List every line in the rows below that contains the word "milk", copying each one in full.

The data:
#####
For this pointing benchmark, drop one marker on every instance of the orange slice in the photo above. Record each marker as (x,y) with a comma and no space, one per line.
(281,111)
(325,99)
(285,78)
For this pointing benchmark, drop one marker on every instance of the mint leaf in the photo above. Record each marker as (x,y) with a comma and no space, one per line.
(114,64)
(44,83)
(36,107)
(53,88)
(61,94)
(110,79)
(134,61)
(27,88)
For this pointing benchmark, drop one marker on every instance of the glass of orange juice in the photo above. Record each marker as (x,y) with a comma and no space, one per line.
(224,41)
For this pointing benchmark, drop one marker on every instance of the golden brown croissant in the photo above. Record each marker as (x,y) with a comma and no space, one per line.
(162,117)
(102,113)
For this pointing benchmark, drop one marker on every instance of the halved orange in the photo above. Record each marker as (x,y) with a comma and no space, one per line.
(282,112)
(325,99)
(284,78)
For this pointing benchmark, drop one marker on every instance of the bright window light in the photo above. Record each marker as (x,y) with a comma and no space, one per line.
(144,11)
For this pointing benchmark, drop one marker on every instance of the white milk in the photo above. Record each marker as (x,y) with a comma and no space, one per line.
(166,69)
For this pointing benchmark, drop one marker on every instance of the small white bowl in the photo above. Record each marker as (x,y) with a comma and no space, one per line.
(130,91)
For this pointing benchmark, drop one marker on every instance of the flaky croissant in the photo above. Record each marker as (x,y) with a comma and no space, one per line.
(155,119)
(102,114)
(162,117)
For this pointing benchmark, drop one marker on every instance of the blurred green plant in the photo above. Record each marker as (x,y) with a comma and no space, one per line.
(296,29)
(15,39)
#####
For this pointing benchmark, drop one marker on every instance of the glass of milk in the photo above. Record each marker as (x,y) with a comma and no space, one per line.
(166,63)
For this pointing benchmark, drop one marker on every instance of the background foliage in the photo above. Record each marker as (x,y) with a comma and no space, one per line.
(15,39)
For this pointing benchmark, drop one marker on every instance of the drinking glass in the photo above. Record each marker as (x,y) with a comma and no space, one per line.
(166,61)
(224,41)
#####
Worked answer:
For this pointing benchmark, drop one marker on every instance of the white milk in the photo above. Record each marker as (x,y) with a comma and no space, one per line.
For this pointing benchmark, drop one marker on every instance of the glass of milk in the photo above. Record each marker as (x,y) with a comma and no space, one per line.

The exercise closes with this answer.